» CONSIGNE
D'après la section du document ci-dessous, de quel concept développé par Dewey celui de pensée critique tire-t-il sa source ?

» SECTION DU DOCUMENT
8L’état de l’art réalisé dans le cadre de notre thèse relève une proximité sémantique des concepts esprit critique [12] et pensée critique. Dès l’origine, cette dernière fut traduite en termes de capacités (abilities) chez les penseurs précurseurs du mouvement critical thinking (Ennis, 1987, 1991, 1996 ; Boisvert, 1999 ; Paul & Binker, 1990 ; Lipman, 1987 ; entre autres). Ce mouvement a pour objectif le développement d’habiletés de pensée critique souvent présentées sous forme de liste de capacités (abilities) et d’aptitudes (dispositions) parmi lesquelles les capacités à argumenter (analyze arguments) ou à juger de la crédibilité d’une source (judge the credibility of a source) (Ennis, 1987). Le concept de pensée critique n’a jamais fait l’objet de consensus chez les chercheurs du mouvement critical thinking. Ces derniers considèrent unanimement par ailleurs que les capacités d’analyse, de questionnement, de résolution de problème, de jugement demeurent des capacités de pensée critique ayant pour finalité l’action par la prise de décision (Piette, 1996 : 134). L’esprit critique est fondamentalement une pensée en action ; ce dernier terme entendu dans son sens étymologique, agere, agir, comme expression des déterminations de la volonté et d’une force dont l’effet est de produire un changement. Agir c’est prendre position et l’action est la manifestation d’un pouvoir d’agir.

9À l’origine, le concept de pensée critique qui prend sa source dans celui de pensée réfléchie développé par Dewey signifie qu’apprendre à penser passe nécessairement par l’expérience. Le savoir qui ne serait pas issu de l’expérience et d’une action réfléchie deviendrait de ce fait un obstacle pour l’esprit : « la pensée qui n’est pas liée à l’accroissement de l’efficacité dans l’action et à la connaissance plus approfondie de soi et du monde dans lequel on vit, est défectueuse en tant que pensée » (Dewey, 1916 : 187). Selon Ennis, la pensée critique est une pensée raisonnable et réflexive orientée vers l’action qui rend l’élève capable de décider : « critical thinking is reasonable and reflective thinking that is focused on deciding what to beleive or do » (Ennis, 1987 : 10). Chez Boisvert l’esprit critique est une composante de la pensée critique qui comporte deux aspects fondamentaux : la valorisation du raisonnement adéquat et l’inclination à croire puis à agir sur cette base (1999 : 27).

» DONNÉES SOURCES
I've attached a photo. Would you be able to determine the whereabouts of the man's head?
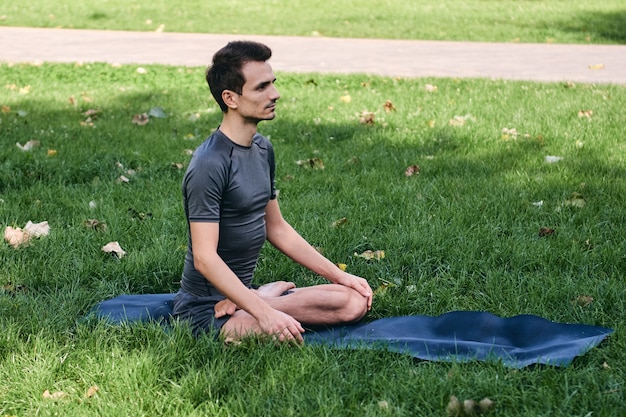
[206,41,272,112]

» RÉSULTAT ATTENDU
Du concept de pensée réfléchie.